• GIVEN REQUEST: List every line in the data below that contains the string "stroller", reproducing each such line in full.

• THE RECORDS:
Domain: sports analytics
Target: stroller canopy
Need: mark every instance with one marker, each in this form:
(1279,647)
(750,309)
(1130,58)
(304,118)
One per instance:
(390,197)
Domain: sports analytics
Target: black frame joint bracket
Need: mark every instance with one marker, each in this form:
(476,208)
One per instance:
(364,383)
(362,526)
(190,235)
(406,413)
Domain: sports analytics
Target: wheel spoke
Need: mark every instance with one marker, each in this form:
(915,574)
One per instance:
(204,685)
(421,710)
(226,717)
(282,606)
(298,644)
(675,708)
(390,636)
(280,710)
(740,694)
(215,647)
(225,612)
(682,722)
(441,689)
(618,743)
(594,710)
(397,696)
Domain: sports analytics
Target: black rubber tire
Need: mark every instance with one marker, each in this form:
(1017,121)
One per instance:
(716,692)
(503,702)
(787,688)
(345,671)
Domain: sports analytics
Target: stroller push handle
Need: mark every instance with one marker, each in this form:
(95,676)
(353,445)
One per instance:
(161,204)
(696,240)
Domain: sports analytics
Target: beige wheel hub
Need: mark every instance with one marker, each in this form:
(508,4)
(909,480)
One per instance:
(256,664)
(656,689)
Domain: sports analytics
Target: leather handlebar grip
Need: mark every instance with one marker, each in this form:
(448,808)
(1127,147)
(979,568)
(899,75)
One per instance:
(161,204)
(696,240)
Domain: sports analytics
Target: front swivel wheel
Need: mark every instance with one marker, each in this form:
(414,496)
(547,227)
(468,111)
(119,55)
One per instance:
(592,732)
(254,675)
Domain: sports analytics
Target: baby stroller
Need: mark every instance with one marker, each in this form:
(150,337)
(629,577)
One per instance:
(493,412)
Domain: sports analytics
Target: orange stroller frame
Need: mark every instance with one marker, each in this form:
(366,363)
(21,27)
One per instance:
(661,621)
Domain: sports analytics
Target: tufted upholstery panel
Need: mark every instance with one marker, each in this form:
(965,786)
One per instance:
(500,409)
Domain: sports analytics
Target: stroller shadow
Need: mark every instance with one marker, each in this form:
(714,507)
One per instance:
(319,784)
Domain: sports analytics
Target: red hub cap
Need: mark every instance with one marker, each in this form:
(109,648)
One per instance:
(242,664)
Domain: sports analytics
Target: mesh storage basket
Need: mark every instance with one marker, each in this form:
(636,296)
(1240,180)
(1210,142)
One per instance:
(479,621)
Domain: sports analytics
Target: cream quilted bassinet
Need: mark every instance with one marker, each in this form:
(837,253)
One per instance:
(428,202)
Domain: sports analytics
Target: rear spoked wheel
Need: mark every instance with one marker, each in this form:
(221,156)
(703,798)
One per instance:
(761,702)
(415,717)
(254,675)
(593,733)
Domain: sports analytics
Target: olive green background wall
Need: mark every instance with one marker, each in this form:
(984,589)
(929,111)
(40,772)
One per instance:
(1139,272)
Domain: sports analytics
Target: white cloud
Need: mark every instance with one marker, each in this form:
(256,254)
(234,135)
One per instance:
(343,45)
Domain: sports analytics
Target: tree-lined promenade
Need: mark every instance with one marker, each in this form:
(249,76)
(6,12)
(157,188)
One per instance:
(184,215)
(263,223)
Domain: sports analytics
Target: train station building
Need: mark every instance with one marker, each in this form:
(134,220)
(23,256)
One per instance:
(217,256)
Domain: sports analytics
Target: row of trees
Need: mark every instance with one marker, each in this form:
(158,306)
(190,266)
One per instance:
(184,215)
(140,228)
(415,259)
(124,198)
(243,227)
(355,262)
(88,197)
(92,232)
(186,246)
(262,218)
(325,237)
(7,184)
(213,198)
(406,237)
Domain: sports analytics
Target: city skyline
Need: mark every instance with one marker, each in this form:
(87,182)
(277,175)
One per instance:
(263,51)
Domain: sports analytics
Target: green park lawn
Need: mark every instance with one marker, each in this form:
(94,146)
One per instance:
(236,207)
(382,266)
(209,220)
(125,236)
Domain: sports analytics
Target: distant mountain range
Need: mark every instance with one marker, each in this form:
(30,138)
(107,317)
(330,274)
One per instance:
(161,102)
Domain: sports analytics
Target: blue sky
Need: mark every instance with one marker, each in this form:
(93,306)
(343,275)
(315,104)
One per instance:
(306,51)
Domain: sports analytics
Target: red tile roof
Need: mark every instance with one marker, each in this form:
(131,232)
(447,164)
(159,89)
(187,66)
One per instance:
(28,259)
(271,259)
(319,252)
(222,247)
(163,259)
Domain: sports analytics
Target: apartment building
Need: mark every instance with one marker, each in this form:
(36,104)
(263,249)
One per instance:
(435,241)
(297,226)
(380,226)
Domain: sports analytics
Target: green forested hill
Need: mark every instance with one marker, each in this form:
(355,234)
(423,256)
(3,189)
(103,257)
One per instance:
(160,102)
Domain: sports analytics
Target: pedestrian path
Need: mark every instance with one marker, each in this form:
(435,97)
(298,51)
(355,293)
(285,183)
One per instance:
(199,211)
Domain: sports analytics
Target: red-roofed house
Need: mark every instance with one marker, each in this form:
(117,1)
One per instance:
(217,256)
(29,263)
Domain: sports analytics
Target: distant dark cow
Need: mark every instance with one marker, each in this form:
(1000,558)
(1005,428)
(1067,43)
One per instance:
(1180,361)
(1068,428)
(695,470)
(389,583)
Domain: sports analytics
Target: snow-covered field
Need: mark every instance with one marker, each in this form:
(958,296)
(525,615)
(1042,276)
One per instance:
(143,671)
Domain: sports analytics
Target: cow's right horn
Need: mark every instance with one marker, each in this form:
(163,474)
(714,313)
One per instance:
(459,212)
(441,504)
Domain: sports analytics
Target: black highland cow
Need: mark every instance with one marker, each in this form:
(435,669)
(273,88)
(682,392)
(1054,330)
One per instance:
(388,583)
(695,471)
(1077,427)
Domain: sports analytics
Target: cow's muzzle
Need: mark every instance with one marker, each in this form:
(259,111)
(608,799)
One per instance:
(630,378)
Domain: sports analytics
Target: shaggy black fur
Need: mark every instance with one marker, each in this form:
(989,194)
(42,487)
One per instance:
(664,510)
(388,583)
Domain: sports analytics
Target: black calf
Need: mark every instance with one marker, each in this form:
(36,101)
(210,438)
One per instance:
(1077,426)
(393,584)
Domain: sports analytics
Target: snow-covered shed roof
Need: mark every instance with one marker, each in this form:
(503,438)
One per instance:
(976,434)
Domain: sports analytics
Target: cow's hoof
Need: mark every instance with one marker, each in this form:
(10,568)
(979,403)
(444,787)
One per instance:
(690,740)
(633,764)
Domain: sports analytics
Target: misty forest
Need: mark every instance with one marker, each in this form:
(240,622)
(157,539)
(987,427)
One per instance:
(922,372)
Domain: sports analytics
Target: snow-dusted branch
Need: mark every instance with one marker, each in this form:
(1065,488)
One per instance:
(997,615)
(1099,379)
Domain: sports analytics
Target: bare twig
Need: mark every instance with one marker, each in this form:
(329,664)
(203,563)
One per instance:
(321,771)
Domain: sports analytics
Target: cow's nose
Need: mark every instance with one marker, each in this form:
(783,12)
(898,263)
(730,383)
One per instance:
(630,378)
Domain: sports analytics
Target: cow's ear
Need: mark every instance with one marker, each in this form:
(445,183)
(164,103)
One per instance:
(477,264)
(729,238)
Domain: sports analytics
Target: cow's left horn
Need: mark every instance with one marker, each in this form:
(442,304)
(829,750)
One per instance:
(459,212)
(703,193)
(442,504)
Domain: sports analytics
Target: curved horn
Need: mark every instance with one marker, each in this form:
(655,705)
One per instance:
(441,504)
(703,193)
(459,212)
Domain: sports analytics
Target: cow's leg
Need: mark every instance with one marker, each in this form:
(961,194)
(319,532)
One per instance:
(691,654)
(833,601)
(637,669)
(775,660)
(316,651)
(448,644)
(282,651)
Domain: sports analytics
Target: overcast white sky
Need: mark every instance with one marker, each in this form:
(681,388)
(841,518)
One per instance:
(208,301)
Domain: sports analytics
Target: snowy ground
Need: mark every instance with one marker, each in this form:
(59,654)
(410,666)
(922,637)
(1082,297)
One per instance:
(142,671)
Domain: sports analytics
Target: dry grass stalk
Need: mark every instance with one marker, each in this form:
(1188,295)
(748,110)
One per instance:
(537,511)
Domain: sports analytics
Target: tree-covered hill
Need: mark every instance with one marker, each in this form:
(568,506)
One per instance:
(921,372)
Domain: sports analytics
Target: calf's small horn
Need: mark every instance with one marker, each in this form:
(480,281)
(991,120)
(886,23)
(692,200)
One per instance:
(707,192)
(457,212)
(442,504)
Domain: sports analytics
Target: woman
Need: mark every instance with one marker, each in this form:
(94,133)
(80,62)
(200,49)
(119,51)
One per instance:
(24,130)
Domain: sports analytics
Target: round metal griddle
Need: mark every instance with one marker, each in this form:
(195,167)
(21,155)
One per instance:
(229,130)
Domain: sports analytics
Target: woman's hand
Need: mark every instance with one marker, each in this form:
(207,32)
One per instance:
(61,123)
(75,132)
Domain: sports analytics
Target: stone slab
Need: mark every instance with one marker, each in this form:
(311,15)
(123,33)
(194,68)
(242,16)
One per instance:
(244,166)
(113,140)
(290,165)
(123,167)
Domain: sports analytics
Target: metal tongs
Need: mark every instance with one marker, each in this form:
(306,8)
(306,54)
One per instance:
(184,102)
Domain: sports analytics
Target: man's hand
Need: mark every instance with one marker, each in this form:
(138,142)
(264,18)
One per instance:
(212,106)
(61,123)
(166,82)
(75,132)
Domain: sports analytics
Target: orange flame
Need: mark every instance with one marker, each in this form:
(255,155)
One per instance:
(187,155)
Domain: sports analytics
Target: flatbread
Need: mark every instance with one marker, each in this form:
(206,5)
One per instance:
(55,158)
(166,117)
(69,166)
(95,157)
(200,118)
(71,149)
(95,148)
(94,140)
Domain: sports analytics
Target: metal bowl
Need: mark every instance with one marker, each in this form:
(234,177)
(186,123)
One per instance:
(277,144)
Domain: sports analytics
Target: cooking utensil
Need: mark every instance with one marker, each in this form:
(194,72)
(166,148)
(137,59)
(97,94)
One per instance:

• ANSWER TO THE EXERCISE:
Target: stroller canopy
Target: stroller push handle
Target: baby stroller
Target: orange stroller frame
Target: stroller shadow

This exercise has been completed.